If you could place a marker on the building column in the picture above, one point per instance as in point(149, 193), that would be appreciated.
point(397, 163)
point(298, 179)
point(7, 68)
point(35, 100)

» **EXERCISE DIRECTIONS**: Rewrite the listing, replacing "column" with "pillar" and leaving everything else unchanged.

» **PROBLEM SOLUTION**:
If you could place a marker on the building pillar in the picture above, one point per instance as in point(149, 193), that would be appreciated.
point(397, 163)
point(298, 179)
point(7, 68)
point(35, 100)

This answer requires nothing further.